Exercise task: Give a two-sentence summary of the free content tools list that comes before the records.

Selected passage:
·····
Some of my favourite (free) tools of the trade that help me create better online content (most of these are useful for non-writers too).
It’s amazing how many brilliant and free resources you can access online: here are just some of the ones I use and enjoy every day. (I absolutely love the digital world for giving this stuff away for free).
Note: most of these tools also have an upgrade option/pro version (some of them allow you to test it out on a 30-day trial), so if you find you really are using something a lot, it might be worth investing in an upgrade.
Having said that, if you are working on a relatively small budget, the free versions usually work just fine…
- 1 Buzzsumo *free version
- 2 Hemingway
- 3 CoSchedule Free Headline Analyzer
- 4 Answer The Public
- 5 Keyword Density Analyzer
- 6 Keywordtool.io
- 7 Hubspot Blog Topic Generator
- 8 Google Trends
- 9 Google Docs
- 10 Evernote
- 11 Soovle
- 12 Mindmup
- 13 SEOquake
- 14 Feedly
- 15 Piktochart
- 16 Copyhackers
- 17 Canva
- 18 IFTT
- 19 OneTab
- 20 Grammarly
- 21 Screengrab!
·····
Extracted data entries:
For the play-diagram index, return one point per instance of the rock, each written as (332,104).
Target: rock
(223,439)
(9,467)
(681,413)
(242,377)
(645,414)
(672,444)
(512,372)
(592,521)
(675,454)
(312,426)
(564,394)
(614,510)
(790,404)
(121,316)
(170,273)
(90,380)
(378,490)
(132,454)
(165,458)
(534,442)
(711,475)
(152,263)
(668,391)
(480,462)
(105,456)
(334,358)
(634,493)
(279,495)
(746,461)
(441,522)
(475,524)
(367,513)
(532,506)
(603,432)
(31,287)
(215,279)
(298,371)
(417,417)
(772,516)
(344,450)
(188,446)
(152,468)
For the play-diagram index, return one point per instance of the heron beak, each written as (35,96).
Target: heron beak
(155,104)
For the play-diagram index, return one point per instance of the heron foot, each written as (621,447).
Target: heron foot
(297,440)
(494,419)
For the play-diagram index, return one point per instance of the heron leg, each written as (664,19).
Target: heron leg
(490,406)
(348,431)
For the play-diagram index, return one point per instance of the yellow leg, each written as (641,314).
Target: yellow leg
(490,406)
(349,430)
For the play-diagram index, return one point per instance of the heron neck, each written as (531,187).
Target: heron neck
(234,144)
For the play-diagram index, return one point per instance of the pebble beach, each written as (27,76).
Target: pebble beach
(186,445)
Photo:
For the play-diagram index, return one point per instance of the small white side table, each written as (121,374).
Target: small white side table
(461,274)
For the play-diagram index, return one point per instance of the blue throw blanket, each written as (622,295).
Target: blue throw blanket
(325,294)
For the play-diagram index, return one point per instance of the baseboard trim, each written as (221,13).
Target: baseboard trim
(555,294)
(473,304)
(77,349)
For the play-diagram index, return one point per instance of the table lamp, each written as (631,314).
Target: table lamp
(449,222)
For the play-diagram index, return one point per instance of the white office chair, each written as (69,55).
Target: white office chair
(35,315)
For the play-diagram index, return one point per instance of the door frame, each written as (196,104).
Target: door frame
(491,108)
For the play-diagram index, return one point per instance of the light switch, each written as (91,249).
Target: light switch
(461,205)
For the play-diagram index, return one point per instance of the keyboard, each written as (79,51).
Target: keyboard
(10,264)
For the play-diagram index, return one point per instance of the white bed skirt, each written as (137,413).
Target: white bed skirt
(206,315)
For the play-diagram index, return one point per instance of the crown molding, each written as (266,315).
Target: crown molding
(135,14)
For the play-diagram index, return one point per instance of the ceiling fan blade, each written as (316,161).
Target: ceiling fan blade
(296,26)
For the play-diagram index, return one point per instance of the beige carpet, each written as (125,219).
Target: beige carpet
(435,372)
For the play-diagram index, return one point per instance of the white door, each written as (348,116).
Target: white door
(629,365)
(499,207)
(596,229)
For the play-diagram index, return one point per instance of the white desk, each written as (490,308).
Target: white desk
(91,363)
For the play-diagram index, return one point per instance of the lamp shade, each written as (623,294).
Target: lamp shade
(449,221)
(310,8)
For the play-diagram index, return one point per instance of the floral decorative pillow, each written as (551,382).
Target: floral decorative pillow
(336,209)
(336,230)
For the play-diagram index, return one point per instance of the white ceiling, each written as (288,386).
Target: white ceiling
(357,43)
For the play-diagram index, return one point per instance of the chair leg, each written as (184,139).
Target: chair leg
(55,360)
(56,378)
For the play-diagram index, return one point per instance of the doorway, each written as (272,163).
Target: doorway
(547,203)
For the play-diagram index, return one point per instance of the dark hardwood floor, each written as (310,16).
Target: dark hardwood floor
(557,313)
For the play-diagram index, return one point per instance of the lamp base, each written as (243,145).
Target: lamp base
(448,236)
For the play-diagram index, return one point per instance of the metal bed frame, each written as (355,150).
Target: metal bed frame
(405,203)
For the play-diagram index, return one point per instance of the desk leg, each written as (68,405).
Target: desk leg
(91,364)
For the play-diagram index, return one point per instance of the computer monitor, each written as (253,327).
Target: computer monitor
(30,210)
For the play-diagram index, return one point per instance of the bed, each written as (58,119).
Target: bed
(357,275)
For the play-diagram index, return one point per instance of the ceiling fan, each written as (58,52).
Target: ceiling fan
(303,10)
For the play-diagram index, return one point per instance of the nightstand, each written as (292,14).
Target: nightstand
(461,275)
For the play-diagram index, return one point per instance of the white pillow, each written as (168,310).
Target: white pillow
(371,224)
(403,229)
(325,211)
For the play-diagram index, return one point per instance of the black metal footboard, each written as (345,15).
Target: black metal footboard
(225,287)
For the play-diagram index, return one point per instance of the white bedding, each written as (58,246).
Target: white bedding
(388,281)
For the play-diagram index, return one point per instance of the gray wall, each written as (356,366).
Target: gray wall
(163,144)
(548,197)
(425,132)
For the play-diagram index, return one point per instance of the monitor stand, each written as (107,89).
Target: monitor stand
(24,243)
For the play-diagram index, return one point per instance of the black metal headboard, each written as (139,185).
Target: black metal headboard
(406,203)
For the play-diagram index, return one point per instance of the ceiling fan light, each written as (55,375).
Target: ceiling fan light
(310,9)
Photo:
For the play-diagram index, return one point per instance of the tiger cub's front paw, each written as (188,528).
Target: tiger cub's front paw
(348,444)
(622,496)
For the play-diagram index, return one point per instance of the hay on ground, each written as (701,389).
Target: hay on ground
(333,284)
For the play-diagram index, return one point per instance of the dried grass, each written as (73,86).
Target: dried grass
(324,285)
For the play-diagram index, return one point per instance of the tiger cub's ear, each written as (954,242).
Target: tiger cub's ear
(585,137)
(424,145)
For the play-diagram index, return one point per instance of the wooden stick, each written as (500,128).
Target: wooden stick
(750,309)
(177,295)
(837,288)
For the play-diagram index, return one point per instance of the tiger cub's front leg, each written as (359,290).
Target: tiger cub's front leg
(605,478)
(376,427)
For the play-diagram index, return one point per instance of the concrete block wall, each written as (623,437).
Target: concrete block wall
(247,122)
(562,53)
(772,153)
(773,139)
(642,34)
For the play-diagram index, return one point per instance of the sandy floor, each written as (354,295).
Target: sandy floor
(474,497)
·····
Task solution: The writer shares a list of favorite free online tools that help in creating better online content, most of which also suit non-writers. Most of the tools offer an upgrade or pro version that may be worth buying if used a lot, though the free versions usually work fine on a small budget.